WHAT IS REQUIRED –
Take the lines from the line containing "Would you be able to pin the white lane" through the end of the entries and output them exactly, with no pictures and nothing more.
________________________________________
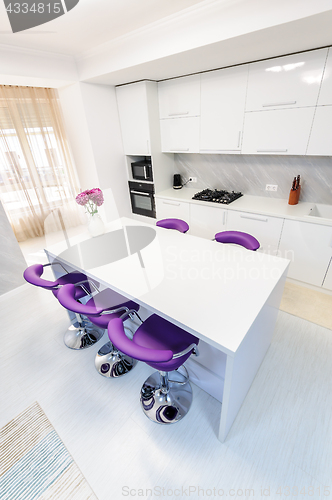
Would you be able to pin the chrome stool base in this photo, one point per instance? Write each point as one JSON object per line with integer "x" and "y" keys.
{"x": 110, "y": 362}
{"x": 166, "y": 408}
{"x": 82, "y": 337}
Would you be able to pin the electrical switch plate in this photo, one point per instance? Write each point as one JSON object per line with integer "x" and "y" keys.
{"x": 271, "y": 187}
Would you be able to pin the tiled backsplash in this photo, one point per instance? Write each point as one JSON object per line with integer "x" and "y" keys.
{"x": 250, "y": 174}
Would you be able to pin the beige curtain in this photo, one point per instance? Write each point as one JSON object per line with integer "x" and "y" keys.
{"x": 37, "y": 176}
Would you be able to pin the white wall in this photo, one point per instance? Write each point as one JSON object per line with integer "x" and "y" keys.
{"x": 227, "y": 29}
{"x": 20, "y": 66}
{"x": 93, "y": 130}
{"x": 12, "y": 262}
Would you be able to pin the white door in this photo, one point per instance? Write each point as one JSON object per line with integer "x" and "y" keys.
{"x": 223, "y": 95}
{"x": 180, "y": 135}
{"x": 266, "y": 230}
{"x": 325, "y": 94}
{"x": 320, "y": 142}
{"x": 281, "y": 132}
{"x": 134, "y": 121}
{"x": 328, "y": 278}
{"x": 169, "y": 209}
{"x": 286, "y": 82}
{"x": 206, "y": 221}
{"x": 179, "y": 97}
{"x": 308, "y": 246}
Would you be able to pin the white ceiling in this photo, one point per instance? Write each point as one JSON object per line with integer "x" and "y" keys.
{"x": 120, "y": 41}
{"x": 91, "y": 23}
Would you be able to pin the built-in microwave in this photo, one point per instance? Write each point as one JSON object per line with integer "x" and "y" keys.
{"x": 142, "y": 198}
{"x": 142, "y": 170}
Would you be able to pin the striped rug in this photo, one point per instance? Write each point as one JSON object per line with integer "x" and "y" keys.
{"x": 34, "y": 463}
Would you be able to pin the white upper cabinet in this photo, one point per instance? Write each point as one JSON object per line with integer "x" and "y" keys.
{"x": 325, "y": 95}
{"x": 320, "y": 142}
{"x": 279, "y": 132}
{"x": 223, "y": 95}
{"x": 179, "y": 98}
{"x": 180, "y": 135}
{"x": 134, "y": 121}
{"x": 286, "y": 82}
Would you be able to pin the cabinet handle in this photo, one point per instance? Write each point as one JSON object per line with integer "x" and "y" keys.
{"x": 217, "y": 150}
{"x": 179, "y": 114}
{"x": 278, "y": 104}
{"x": 170, "y": 203}
{"x": 239, "y": 139}
{"x": 140, "y": 192}
{"x": 272, "y": 150}
{"x": 253, "y": 218}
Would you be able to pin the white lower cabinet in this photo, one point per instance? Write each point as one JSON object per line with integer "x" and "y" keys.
{"x": 180, "y": 135}
{"x": 328, "y": 278}
{"x": 169, "y": 209}
{"x": 308, "y": 247}
{"x": 206, "y": 221}
{"x": 265, "y": 229}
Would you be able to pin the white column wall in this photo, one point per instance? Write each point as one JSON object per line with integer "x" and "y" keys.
{"x": 93, "y": 130}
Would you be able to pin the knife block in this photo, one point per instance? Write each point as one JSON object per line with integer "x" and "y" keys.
{"x": 294, "y": 196}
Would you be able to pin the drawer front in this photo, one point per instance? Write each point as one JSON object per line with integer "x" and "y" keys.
{"x": 267, "y": 230}
{"x": 207, "y": 221}
{"x": 168, "y": 209}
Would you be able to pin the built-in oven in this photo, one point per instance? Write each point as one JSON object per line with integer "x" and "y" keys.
{"x": 142, "y": 170}
{"x": 142, "y": 198}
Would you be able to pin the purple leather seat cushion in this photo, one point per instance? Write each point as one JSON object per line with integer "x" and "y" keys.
{"x": 109, "y": 299}
{"x": 237, "y": 237}
{"x": 178, "y": 224}
{"x": 159, "y": 334}
{"x": 73, "y": 278}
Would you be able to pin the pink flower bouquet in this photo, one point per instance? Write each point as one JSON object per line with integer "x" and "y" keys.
{"x": 91, "y": 199}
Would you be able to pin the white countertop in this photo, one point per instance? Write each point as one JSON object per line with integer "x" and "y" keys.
{"x": 213, "y": 291}
{"x": 274, "y": 207}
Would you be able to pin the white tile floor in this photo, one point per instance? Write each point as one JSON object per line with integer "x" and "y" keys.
{"x": 282, "y": 437}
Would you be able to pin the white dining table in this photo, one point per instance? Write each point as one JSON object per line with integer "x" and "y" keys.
{"x": 226, "y": 295}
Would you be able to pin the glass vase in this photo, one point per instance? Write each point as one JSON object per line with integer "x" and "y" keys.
{"x": 96, "y": 225}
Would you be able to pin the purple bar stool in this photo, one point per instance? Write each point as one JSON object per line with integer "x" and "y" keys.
{"x": 85, "y": 334}
{"x": 100, "y": 309}
{"x": 178, "y": 224}
{"x": 165, "y": 347}
{"x": 237, "y": 237}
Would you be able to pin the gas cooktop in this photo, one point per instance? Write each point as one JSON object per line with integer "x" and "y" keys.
{"x": 217, "y": 196}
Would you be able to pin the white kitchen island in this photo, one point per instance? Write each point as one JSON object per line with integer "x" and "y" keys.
{"x": 227, "y": 296}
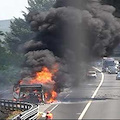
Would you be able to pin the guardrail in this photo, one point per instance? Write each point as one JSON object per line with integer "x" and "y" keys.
{"x": 30, "y": 110}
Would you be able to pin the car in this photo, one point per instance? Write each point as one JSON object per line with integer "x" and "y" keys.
{"x": 118, "y": 76}
{"x": 91, "y": 74}
{"x": 112, "y": 70}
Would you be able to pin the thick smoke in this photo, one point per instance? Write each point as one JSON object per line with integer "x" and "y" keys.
{"x": 71, "y": 34}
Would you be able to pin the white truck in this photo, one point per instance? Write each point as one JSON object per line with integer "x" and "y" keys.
{"x": 109, "y": 62}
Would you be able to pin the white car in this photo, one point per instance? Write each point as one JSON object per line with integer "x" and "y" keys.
{"x": 91, "y": 74}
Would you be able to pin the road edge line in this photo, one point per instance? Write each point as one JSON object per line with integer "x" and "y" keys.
{"x": 93, "y": 96}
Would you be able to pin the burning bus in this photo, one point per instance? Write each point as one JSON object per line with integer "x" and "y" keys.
{"x": 29, "y": 93}
{"x": 40, "y": 88}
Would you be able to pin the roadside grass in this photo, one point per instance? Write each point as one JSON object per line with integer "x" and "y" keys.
{"x": 13, "y": 114}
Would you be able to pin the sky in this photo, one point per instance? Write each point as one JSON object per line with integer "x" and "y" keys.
{"x": 12, "y": 8}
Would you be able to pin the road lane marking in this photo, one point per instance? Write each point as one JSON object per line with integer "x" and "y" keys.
{"x": 54, "y": 107}
{"x": 93, "y": 96}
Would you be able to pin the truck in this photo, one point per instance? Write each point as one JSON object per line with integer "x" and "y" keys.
{"x": 109, "y": 62}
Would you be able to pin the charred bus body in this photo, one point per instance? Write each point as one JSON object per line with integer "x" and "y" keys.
{"x": 30, "y": 93}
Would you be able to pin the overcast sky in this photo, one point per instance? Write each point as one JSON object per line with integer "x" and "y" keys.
{"x": 12, "y": 8}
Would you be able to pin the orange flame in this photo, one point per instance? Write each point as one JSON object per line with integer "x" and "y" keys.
{"x": 45, "y": 77}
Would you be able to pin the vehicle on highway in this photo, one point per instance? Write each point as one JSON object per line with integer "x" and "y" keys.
{"x": 107, "y": 62}
{"x": 29, "y": 93}
{"x": 118, "y": 76}
{"x": 112, "y": 70}
{"x": 91, "y": 74}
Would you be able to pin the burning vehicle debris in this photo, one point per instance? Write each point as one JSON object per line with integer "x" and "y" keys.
{"x": 71, "y": 34}
{"x": 39, "y": 89}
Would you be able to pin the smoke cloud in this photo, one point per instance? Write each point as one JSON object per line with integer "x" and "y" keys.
{"x": 71, "y": 34}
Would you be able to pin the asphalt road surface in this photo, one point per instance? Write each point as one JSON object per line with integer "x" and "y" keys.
{"x": 71, "y": 103}
{"x": 77, "y": 103}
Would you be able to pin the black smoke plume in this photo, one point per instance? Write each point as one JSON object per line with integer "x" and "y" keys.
{"x": 71, "y": 34}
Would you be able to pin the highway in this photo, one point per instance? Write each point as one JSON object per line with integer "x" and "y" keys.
{"x": 89, "y": 101}
{"x": 72, "y": 102}
{"x": 77, "y": 103}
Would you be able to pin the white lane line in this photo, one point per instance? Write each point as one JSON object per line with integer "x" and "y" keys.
{"x": 66, "y": 96}
{"x": 4, "y": 91}
{"x": 93, "y": 96}
{"x": 54, "y": 107}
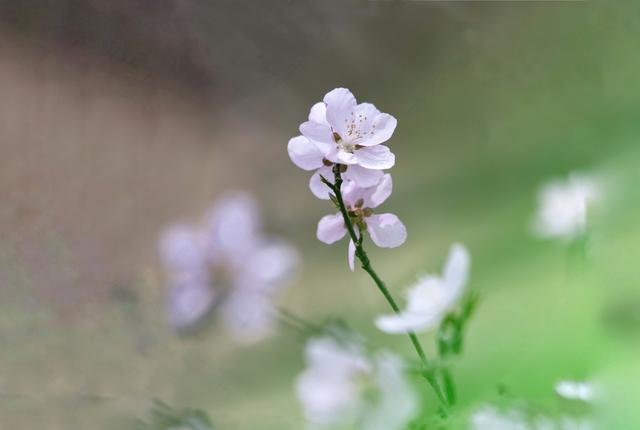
________________________________________
OUTPUT BELOW –
Would you be able to pin the white lane line in this photo, one point per instance? Write each point as one JSON object per line with integer "x" and "y" keys.
{"x": 66, "y": 96}
{"x": 4, "y": 91}
{"x": 93, "y": 96}
{"x": 54, "y": 107}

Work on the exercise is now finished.